** Exercise prompt **
Restate exactly, and only, the lines from the one with "[pin] green door" through the end of the data, with both of those end lines kept. Drop any pictures.

** Data section **

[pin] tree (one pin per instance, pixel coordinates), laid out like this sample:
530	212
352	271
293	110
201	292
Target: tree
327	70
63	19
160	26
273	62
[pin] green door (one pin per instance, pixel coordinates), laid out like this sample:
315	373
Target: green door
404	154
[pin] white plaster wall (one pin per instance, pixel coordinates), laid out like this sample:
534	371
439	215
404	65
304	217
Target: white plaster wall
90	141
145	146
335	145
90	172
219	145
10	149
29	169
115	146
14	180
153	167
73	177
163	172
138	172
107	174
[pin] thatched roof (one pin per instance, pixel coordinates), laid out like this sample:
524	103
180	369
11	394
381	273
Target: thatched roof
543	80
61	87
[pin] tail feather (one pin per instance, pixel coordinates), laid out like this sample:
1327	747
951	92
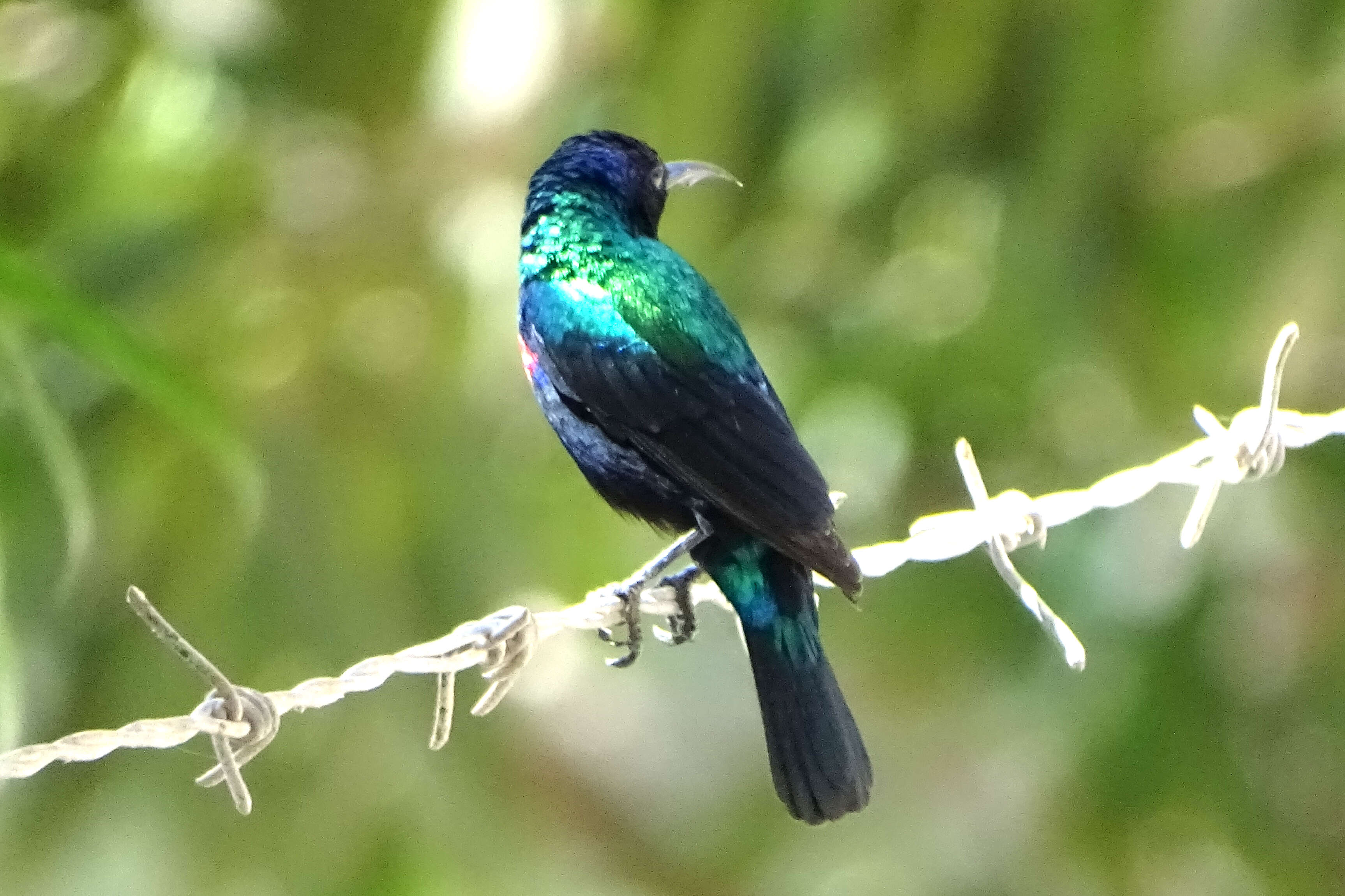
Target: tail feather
818	759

** Solved exercise **
[pin] green door (one pin per instance, pixel coordinates), laid out like this sample:
315	373
Target: green door
404	154
[pin] white plaster wall (one pin per instance, pixel coordinates), laid out like this sample:
534	371
439	215
404	65
304	217
Target: white plaster wall
90	141
145	146
335	145
90	172
219	145
10	149
29	169
115	146
14	180
153	167
73	177
163	172
138	172
107	174
[pin] thatched roof (one pin per instance, pixel coordinates), laid out like this sample:
524	103
180	369
11	394
381	273
Target: thatched roof
543	80
61	87
[pin] tail feather (one pin per instance, pixel coordinates), laid out like this sample:
1327	747
951	92
Target: tail feather
818	759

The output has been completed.